State how many rows below contain the word "tree", counting only matches in the same case, and reply with the number alone.
## START Records supplied
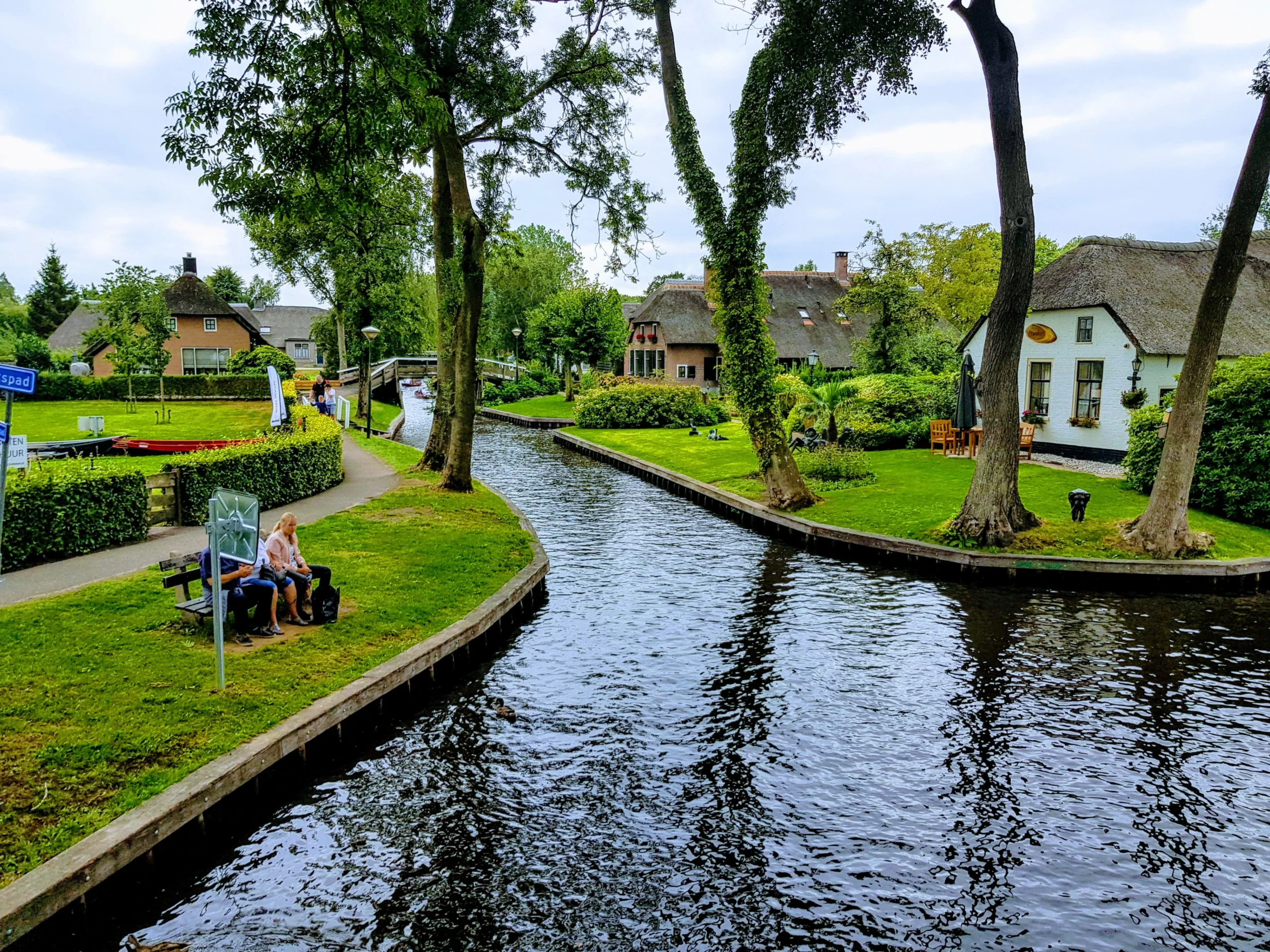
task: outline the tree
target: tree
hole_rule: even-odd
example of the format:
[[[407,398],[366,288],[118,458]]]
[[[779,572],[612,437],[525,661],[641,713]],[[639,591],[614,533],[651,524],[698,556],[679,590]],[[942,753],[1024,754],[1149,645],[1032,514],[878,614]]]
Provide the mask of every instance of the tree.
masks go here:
## END Records supplied
> _Full response_: 3